___ SOURCE RECORDS ___

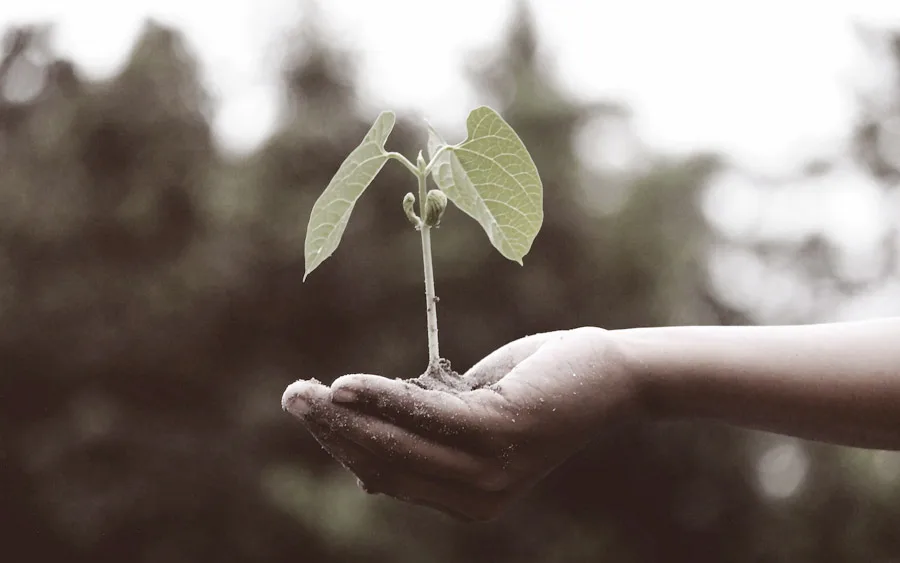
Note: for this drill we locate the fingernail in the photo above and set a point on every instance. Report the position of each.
(343, 395)
(293, 402)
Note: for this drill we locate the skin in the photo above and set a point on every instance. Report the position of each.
(470, 455)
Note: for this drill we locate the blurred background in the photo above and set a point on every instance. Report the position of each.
(702, 164)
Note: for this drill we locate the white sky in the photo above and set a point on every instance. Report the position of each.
(767, 81)
(770, 83)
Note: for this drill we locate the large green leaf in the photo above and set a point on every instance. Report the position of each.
(492, 178)
(331, 211)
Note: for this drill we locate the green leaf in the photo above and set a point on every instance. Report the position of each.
(492, 178)
(331, 211)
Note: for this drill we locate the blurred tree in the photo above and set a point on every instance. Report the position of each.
(152, 310)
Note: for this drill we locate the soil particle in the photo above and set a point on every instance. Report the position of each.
(443, 378)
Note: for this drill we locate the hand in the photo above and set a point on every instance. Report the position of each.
(542, 398)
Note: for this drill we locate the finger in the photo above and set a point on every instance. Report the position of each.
(398, 445)
(501, 361)
(434, 413)
(375, 476)
(352, 457)
(299, 397)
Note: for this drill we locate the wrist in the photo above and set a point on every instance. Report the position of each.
(639, 353)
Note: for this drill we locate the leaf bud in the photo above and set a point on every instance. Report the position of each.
(435, 204)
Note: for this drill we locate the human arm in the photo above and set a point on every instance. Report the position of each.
(837, 383)
(548, 395)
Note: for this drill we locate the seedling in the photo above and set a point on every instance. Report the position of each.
(490, 176)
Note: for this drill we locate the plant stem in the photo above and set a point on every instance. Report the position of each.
(434, 354)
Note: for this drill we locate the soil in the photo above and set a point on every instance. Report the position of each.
(443, 378)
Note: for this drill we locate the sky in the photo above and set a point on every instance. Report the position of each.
(770, 83)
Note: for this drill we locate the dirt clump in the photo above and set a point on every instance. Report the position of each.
(442, 378)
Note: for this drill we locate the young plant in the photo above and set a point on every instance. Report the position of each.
(490, 176)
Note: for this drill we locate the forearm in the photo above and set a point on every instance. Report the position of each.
(837, 383)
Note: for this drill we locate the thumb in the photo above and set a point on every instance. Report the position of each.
(503, 360)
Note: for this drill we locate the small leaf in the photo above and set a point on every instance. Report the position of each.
(331, 211)
(492, 178)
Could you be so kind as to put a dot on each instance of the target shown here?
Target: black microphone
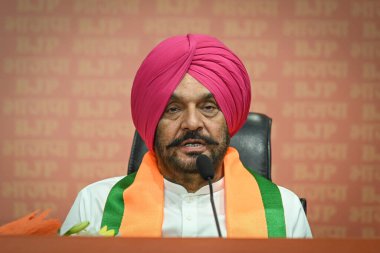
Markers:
(206, 169)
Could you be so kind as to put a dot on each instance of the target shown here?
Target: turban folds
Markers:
(208, 61)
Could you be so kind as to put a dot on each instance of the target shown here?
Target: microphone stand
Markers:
(213, 207)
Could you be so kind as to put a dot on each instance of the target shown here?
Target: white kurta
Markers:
(185, 214)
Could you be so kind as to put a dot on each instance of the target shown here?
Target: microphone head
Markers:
(205, 167)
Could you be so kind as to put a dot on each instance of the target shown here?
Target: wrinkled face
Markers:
(191, 124)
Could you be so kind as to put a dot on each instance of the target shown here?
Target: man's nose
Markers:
(192, 120)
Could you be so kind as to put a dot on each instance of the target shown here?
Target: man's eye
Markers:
(210, 109)
(172, 109)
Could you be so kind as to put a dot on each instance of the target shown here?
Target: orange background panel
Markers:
(67, 68)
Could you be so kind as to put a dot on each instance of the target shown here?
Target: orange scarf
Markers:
(143, 201)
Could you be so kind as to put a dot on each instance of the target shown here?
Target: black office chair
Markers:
(252, 141)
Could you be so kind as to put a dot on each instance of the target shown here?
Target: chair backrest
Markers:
(252, 141)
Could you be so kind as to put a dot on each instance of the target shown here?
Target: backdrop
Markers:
(67, 68)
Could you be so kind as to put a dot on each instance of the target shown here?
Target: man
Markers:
(189, 97)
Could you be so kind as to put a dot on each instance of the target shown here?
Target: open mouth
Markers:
(192, 145)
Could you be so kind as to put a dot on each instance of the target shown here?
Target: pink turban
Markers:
(206, 59)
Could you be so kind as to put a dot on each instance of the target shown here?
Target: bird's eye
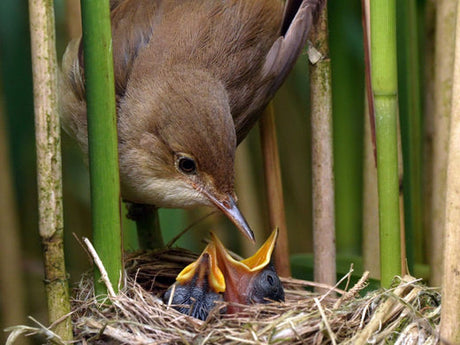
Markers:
(187, 165)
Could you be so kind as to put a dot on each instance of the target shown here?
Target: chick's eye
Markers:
(187, 165)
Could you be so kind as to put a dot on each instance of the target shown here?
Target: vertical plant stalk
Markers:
(102, 139)
(371, 243)
(274, 189)
(450, 313)
(371, 249)
(384, 88)
(443, 62)
(322, 154)
(411, 127)
(73, 21)
(49, 175)
(428, 124)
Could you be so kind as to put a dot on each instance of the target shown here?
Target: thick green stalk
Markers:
(410, 116)
(384, 88)
(102, 134)
(450, 313)
(49, 176)
(322, 155)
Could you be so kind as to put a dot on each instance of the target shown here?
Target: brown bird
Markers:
(192, 77)
(216, 276)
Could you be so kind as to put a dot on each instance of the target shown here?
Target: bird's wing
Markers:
(298, 18)
(129, 39)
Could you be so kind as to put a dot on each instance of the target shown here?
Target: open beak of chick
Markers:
(217, 276)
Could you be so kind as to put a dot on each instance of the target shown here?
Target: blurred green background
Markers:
(291, 102)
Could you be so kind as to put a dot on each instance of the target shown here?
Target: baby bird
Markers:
(191, 78)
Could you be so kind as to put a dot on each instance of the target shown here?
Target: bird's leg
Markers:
(147, 224)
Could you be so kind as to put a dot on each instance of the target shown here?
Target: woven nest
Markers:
(409, 313)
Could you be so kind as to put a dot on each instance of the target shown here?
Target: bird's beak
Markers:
(205, 267)
(230, 209)
(239, 274)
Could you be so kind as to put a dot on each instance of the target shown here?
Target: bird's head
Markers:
(177, 143)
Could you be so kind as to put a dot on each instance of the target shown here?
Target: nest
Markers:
(408, 313)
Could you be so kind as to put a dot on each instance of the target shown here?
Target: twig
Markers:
(100, 266)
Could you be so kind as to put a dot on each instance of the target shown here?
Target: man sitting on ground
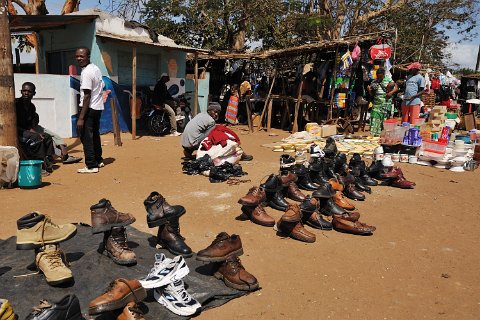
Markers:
(35, 146)
(198, 129)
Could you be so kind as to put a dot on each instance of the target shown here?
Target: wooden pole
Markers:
(133, 107)
(195, 95)
(8, 118)
(267, 101)
(332, 89)
(297, 106)
(117, 140)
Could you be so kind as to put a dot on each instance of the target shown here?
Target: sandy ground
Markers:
(421, 263)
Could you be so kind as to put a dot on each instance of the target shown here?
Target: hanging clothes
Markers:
(232, 110)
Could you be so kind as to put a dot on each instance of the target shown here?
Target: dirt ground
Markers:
(421, 263)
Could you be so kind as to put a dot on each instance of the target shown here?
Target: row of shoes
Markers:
(165, 278)
(225, 250)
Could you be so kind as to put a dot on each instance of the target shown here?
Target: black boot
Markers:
(329, 208)
(169, 237)
(304, 182)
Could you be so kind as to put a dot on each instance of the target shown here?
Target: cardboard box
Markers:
(329, 130)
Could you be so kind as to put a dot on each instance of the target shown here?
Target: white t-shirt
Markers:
(91, 79)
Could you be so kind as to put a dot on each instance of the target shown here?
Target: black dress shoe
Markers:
(324, 191)
(315, 220)
(276, 201)
(68, 308)
(169, 237)
(328, 207)
(352, 193)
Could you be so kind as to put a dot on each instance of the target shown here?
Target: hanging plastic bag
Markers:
(380, 51)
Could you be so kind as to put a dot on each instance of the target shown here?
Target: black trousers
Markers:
(90, 137)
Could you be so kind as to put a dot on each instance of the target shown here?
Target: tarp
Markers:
(93, 272)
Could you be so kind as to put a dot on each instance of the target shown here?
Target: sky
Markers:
(463, 54)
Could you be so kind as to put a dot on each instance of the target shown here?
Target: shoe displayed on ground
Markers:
(350, 216)
(315, 220)
(68, 308)
(165, 271)
(131, 312)
(175, 298)
(87, 170)
(105, 217)
(174, 134)
(51, 262)
(293, 192)
(71, 159)
(35, 230)
(291, 225)
(6, 310)
(169, 237)
(116, 245)
(352, 193)
(324, 191)
(258, 215)
(287, 177)
(246, 157)
(357, 227)
(118, 294)
(254, 197)
(223, 247)
(342, 202)
(328, 207)
(235, 276)
(159, 211)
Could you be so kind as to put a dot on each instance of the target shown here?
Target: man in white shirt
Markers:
(91, 104)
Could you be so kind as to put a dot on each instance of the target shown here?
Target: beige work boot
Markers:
(6, 310)
(35, 230)
(50, 260)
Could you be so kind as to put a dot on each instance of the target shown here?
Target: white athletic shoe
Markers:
(87, 170)
(165, 271)
(175, 298)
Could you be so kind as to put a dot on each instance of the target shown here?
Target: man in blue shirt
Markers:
(414, 88)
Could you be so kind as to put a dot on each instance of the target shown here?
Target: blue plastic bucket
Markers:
(30, 174)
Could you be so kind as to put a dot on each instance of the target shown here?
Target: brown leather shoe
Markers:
(295, 230)
(287, 177)
(116, 246)
(336, 185)
(292, 214)
(131, 312)
(258, 215)
(119, 293)
(342, 202)
(356, 227)
(223, 247)
(294, 193)
(105, 217)
(235, 276)
(254, 197)
(350, 216)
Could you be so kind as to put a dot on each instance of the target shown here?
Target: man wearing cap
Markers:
(198, 129)
(162, 98)
(414, 88)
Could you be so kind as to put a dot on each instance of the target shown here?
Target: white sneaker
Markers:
(175, 298)
(87, 170)
(165, 271)
(174, 134)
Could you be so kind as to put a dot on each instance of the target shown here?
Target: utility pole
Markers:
(477, 67)
(8, 120)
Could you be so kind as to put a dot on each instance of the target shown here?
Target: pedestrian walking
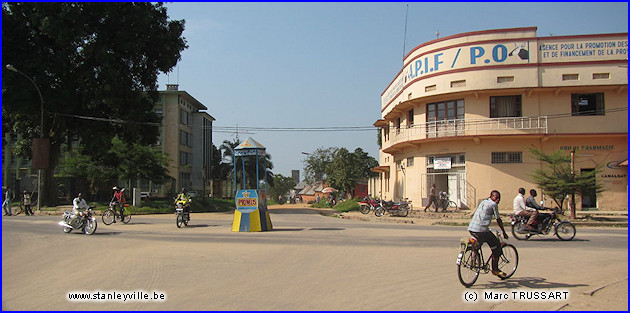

___

* [EXERCISE OBJECTIVE]:
Tally the lines in the rows above that contain the string "soil" with matching case, and give only the number.

* [FULL RESPONSE]:
2